▶ [Exercise]
Lay out every line of the material, from the line containing "Each instance of the handbag" down through the end, as a Markdown table with the columns Row and Line. Number each line and skip blank lines, and leave the pictures out of the answer.

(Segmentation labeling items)
** START **

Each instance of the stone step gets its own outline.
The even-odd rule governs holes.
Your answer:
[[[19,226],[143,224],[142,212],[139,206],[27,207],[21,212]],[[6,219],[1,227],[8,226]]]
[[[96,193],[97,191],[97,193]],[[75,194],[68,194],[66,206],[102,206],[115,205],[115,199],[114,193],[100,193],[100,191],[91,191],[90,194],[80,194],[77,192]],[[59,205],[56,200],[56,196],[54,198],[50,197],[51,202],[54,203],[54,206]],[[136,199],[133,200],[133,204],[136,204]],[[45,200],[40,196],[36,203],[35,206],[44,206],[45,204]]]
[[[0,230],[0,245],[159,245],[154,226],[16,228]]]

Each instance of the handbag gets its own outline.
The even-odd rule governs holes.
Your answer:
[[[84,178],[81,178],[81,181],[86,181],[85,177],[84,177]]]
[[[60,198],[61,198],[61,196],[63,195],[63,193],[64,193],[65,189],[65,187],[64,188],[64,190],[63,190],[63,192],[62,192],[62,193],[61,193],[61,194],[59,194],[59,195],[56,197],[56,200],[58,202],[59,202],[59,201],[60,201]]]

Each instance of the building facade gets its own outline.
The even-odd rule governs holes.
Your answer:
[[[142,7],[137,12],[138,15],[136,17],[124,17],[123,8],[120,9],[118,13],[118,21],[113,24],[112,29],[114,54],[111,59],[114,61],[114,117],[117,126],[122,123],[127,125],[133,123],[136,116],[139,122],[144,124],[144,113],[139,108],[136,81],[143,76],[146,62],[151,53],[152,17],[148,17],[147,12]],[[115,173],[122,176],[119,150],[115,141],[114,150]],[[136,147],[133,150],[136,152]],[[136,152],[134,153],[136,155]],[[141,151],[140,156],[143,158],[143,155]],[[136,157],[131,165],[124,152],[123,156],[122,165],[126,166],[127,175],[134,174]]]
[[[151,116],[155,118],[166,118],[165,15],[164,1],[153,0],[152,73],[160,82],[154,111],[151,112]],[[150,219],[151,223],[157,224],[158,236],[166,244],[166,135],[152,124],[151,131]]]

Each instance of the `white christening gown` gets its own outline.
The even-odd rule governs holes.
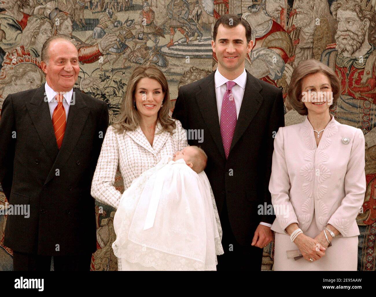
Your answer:
[[[114,219],[121,270],[215,270],[222,229],[203,171],[162,158],[133,180]]]

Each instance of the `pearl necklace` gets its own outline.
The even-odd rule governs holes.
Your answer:
[[[322,130],[320,130],[320,132],[319,132],[318,131],[316,131],[315,130],[314,130],[313,131],[317,133],[317,138],[319,138],[320,137],[320,133],[321,133],[324,130],[325,130],[325,129],[323,129]]]

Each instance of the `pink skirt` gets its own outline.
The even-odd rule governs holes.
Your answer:
[[[312,221],[304,234],[312,238],[321,232],[316,224],[314,213]],[[332,245],[325,251],[325,255],[311,262],[303,258],[294,260],[288,259],[286,251],[297,250],[291,242],[289,235],[276,233],[274,241],[274,271],[356,271],[358,266],[357,236],[352,237],[336,236]]]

** END **

▶ [Worked answer]
| Row | Line |
|---|---|
| 1 | Each instance of the handbag gets its own outline. |
| 2 | The even-odd rule governs holes. |
| 3 | Your answer: |
| 4 | [[[84,178],[81,178],[81,181],[86,181],[85,177],[84,177]]] |
| 5 | [[[60,198],[61,198],[61,196],[63,195],[63,193],[64,193],[65,189],[65,187],[64,188],[64,190],[63,190],[63,192],[62,192],[62,193],[61,193],[61,194],[59,194],[59,195],[56,197],[56,200],[58,202],[59,202],[59,201],[60,201]]] |
| 6 | Each instance of the building facade gets its own outline. |
| 7 | The even-odd rule governs holes. |
| 8 | Your answer: |
| 9 | [[[142,7],[137,12],[138,15],[136,17],[124,17],[123,8],[120,9],[118,13],[118,21],[113,24],[112,29],[114,54],[111,59],[114,61],[114,117],[117,126],[122,123],[127,125],[133,123],[136,116],[139,122],[144,124],[144,113],[139,108],[136,81],[143,76],[146,62],[151,53],[152,17],[148,17],[147,12]],[[115,173],[122,176],[119,150],[115,141],[114,150]],[[136,147],[133,150],[136,152]],[[136,152],[134,153],[136,155]],[[141,151],[140,156],[143,158],[143,155]],[[136,157],[131,165],[124,152],[123,156],[122,165],[126,166],[127,175],[134,174]]] |
| 10 | [[[151,116],[155,118],[166,118],[165,15],[164,1],[153,0],[152,73],[160,82],[154,111],[151,112]],[[150,219],[151,223],[157,224],[158,236],[166,244],[166,135],[152,124],[151,131]]] |
| 11 | Each instance of the `white christening gown` gets its own outline. |
| 12 | The even-odd rule governs holes. |
| 13 | Your answer: |
| 14 | [[[114,219],[121,270],[215,270],[222,229],[203,171],[162,158],[133,180]]] |
| 15 | Each instance of the `pearl necklace` gets its own outline. |
| 16 | The even-odd rule governs holes. |
| 17 | Your answer: |
| 18 | [[[322,130],[320,130],[320,132],[319,132],[318,131],[316,131],[315,130],[314,130],[313,131],[317,133],[317,138],[319,138],[320,137],[320,133],[321,133],[324,130],[325,130],[325,129],[323,129]]] |
| 19 | Each instance of the `pink skirt` gets its own outline. |
| 20 | The even-odd rule governs holes. |
| 21 | Your answer: |
| 22 | [[[312,221],[304,234],[312,238],[321,232],[316,224],[314,213]],[[332,245],[325,251],[325,255],[311,262],[303,258],[294,260],[288,259],[286,251],[297,250],[291,242],[289,235],[276,233],[274,241],[274,271],[356,271],[358,266],[357,236],[352,237],[336,236]]] |